## TO BE DONE
Put all of the material below into a two-column CSV with the headers request and answer. Give one row per request, with its text and its answer each in a single quoted field and line breaks replaced by spaces.

## MATERIAL SHOWN
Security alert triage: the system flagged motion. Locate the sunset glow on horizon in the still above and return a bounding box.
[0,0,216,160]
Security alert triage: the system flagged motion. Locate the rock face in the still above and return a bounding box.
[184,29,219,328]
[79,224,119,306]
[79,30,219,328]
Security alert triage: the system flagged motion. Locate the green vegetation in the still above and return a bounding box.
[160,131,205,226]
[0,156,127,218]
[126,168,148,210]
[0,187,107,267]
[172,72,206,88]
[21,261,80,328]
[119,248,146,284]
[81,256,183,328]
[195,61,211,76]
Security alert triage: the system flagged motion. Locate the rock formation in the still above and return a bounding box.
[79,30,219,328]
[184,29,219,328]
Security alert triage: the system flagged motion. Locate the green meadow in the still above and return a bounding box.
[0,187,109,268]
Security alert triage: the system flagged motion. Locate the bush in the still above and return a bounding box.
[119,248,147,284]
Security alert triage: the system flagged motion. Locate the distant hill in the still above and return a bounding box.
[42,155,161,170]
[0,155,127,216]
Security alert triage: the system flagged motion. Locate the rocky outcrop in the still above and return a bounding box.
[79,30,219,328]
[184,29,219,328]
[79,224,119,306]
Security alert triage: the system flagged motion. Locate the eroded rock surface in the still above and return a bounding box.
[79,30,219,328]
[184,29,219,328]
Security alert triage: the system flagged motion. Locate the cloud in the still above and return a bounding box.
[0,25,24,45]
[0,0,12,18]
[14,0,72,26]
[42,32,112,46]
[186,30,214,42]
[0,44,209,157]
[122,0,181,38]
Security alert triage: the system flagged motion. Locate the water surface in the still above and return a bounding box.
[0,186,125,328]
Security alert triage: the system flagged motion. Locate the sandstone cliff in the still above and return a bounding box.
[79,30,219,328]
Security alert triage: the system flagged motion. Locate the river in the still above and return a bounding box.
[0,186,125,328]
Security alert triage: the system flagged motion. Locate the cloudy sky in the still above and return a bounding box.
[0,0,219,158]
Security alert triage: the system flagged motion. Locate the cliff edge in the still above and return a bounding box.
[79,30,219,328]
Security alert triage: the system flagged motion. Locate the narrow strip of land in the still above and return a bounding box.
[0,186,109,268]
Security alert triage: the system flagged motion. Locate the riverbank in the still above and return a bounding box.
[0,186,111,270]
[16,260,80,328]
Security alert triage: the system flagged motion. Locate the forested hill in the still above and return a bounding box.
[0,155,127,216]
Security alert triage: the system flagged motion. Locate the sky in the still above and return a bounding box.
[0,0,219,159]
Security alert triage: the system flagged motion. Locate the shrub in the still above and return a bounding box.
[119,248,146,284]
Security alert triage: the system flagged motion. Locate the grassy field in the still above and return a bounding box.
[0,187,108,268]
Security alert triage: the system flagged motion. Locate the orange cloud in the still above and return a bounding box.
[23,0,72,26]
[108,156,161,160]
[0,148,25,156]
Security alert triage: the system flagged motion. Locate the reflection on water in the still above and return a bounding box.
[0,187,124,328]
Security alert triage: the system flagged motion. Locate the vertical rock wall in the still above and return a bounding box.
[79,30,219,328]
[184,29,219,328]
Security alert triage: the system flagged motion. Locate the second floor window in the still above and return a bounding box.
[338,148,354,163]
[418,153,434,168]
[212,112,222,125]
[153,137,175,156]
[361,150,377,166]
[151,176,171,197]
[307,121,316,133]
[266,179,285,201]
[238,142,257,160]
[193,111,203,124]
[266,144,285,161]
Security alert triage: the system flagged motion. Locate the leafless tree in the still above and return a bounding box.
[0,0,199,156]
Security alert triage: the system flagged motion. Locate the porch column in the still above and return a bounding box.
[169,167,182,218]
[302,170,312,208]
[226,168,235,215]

## FULL ANSWER
request,answer
"Security alert triage: the system flagged motion. Locate the sunset glow on horizon in the still above and return a bounding box.","[0,0,216,160]"
"Security alert triage: the system flagged motion. Locate the rock face in the still above and return a bounding box.","[184,29,219,328] [79,224,119,306] [79,30,219,328]"
"Security alert triage: the system flagged motion. Locate the green vegetation in the still above and return a bounding box.","[160,131,205,226] [0,156,127,218] [126,168,148,210] [0,187,107,267] [172,72,206,88] [21,261,80,328] [119,248,146,284] [81,256,183,328] [195,61,211,76]"
"Security alert triage: the system flagged motion. Locate the rock formation in the still above and return a bounding box.","[79,30,219,328] [184,29,219,328]"
"Security alert triage: the system flagged motion. Locate the green meadow in the still above and return a bounding box.","[0,187,109,268]"
"Security alert triage: the system flagged motion. Locate the bush in the still above and return a bounding box.","[119,248,147,284]"
"Security alert triage: the system flagged motion. Locate the distant hill in the still above and return a bounding box.","[42,155,161,170] [0,155,127,216]"
"Security alert triage: the system flagged motion. Locate the rocky outcrop in the still above and return a bounding box.","[79,30,219,328] [184,29,219,328] [79,224,119,306]"
"Security alert triage: the system flagged motion. Locate the eroded rock surface in the still above and return a bounding box.","[79,30,219,328] [184,29,219,328]"
"Security alert triage: the system flagged motion. Locate the cloud in the still above and return a bounding box.","[0,25,24,45] [0,0,12,18] [14,0,72,26] [42,32,112,46] [186,30,214,42] [0,44,209,157] [122,0,181,38]"
"Security alert triage: the system flagged motion. Locate the water surface in the still above and return a bounding box.","[0,186,125,328]"
"Security alert triage: the system flagged motion. Locate the sandstone cliff in the still above and return a bounding box.","[79,30,219,328]"
"Security alert triage: the system flagged motion. Locate the river in the still above and return a bounding box.","[0,186,125,328]"
"Security alert triage: the system flagged motion. Locate the cloudy sky in the still above and return a bounding box.","[0,0,219,158]"
"Security alert triage: the system flagged motion. Locate the cliff edge in the still above and return a bounding box.","[79,30,219,328]"
"Security alert triage: the system flagged motion. Locate the narrow strip of land in the still above and return a bounding box.","[0,186,109,268]"
"Security alert triage: the system flagged motion. Locate the riverbank in the still above and return a bounding box.","[0,186,111,270] [16,260,80,328]"
"Security alert triage: the system flagged motion. Locate the forested hill in the still above and return a bounding box.","[0,155,127,216]"
"Security alert triage: the system flagged motion. Locate the sky in the still above and return a bounding box.","[0,0,219,159]"
"Security alert triage: the system flagged motion. Locate the shrub in the still above and return a bounding box.","[119,248,146,284]"
"Security alert triage: the system flagged motion. Locate the grassy field in the still above and return a bounding box.","[0,187,108,268]"
"Security alert triage: the system flagged motion. Locate the orange cloud in the still above and return a bounding box.","[23,0,72,26] [108,156,161,160] [0,148,25,156]"
"Security alert triage: the system flagged motion. Locate the reflection on water in the still above and return a bounding box.","[0,187,124,328]"
"Security alert triage: the system flagged motion. Locate the vertical rock wall in the still above and return a bounding box.","[79,30,219,328] [184,29,219,328]"
"Security alert triage: the system flagged motion. Locate the second floor window in the still above and return a bounding box.","[338,148,354,163] [418,153,434,168] [212,112,222,125] [153,137,175,156] [361,150,377,166] [151,176,171,197] [307,121,316,133] [266,179,285,201] [238,142,257,160] [193,111,203,124] [266,144,285,161]"
"Security alert triage: the system flagged motion. Locate the leafless tree in the still above and return a bounding box.","[0,0,199,156]"
"Security alert triage: the system flagged motion. Locate the porch column in the still above and return a bounding box.","[169,167,182,218] [302,170,312,208] [226,168,235,215]"